_EXERCISE AIM_. Output everything from the line containing "Each <instance> block" down to the line containing "positive clicks: (709, 218)", both included, copying each line verbatim.

_GIVEN RECORDS_.
----------

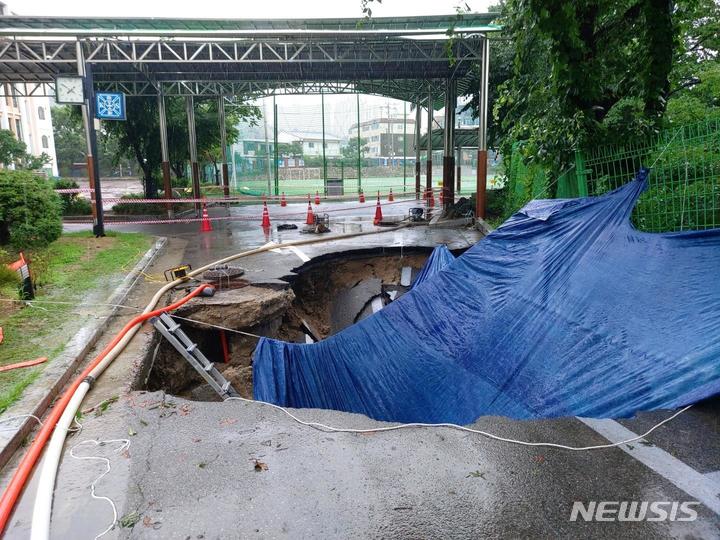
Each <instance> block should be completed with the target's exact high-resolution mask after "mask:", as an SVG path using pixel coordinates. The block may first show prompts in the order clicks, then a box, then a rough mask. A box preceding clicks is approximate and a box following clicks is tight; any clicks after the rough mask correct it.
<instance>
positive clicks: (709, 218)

----------

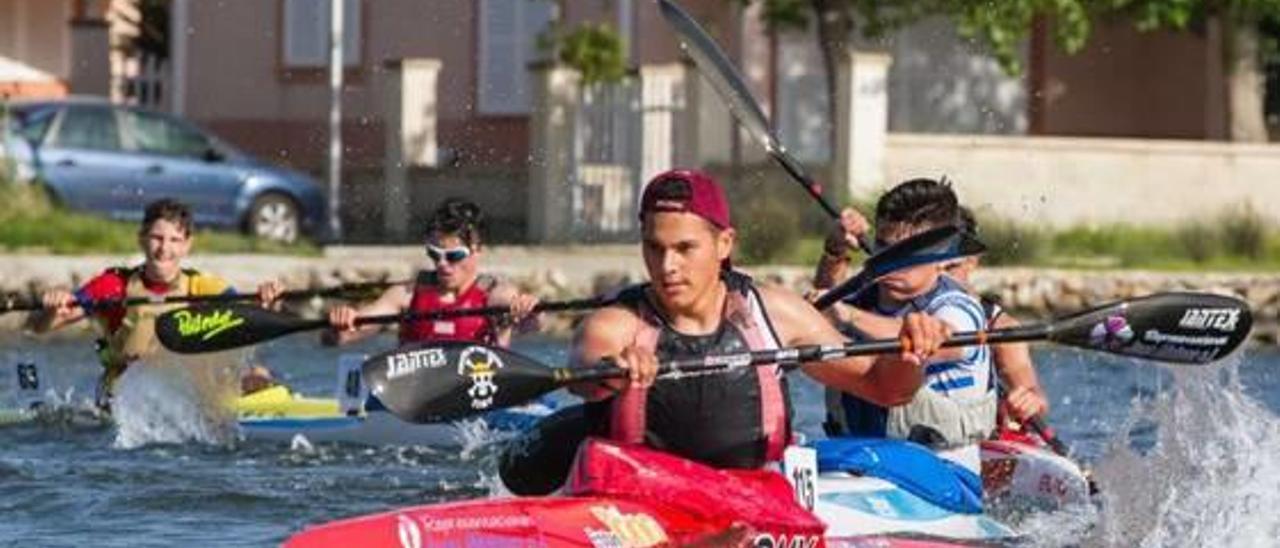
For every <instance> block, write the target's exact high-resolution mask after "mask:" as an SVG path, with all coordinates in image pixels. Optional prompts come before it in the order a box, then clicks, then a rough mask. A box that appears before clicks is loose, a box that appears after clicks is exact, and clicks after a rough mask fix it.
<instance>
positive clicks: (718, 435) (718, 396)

----------

_RESULT OF THIS TASK_.
Each <instance> block should be completed with the target's exact high-resolution mask after "mask:", as an SVG path using pixel coordinates. The block may first show prompts in the order clicks, then a box, then a rough mask. A box preceding clicks is approximate and a box following clicks is tight; any clicks after the rough mask correct it.
<instance>
positive clicks: (709, 218)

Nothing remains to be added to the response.